Request → List each thing that the passage about Bhutan below says the country lacked until the 1960s.

The landing into Paro airport was as equally impressive as the plane had to deftly manoeuvre between the steep-sided mountains onto the valley floor. Certainly not a landing for the faint-hearted, but a great experience nevertheless.
Bhutan is such an interesting destination, it is difficult to know where to start: Until the 1960’s it had no roads, automobiles, telephone, postal system or electricity, and the first foreign tourists were not allowed in until 1974. It is regarded as one of the most isolated nations in the world and rather than using GDP as an economic index, Bhutan measures its overall “health” through Gross National Happiness or GNH.
The government is very keen to preserve local customs & traditions. Consequently one of the most distinctive features of the Bhutanese is their traditional dress. Men wear the Gho, a knee-length robe somewhat resembling a kimono tied at the waist
and women wear the Kira, a long, ankle-length dress accompanied by a light outer jacket.

Information given →

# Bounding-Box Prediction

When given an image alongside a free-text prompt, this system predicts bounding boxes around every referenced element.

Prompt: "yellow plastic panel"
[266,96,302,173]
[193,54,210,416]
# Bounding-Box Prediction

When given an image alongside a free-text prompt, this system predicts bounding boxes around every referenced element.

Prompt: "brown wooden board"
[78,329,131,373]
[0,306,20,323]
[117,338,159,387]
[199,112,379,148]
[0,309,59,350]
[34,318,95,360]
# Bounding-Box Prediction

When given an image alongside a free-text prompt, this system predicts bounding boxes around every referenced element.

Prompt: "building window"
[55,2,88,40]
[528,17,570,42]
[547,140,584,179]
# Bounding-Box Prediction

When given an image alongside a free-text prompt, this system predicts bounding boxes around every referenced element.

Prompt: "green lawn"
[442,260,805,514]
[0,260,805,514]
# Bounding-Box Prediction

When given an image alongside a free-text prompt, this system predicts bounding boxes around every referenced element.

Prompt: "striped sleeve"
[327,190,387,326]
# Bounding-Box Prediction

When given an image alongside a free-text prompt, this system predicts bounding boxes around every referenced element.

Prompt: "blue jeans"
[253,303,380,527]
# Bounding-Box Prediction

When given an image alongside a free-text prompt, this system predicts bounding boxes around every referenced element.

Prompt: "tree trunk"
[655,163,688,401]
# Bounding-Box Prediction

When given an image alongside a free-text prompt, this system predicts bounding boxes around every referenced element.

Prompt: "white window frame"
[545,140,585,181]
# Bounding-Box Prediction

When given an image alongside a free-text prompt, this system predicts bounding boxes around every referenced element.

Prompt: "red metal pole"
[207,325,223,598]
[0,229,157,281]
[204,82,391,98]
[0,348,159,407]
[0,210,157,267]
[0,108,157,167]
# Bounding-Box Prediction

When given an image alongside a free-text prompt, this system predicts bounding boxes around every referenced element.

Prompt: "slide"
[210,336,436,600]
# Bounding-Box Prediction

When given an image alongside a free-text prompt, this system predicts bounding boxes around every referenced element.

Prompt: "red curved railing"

Exercise output → Roads, automobiles, telephone, postal system, electricity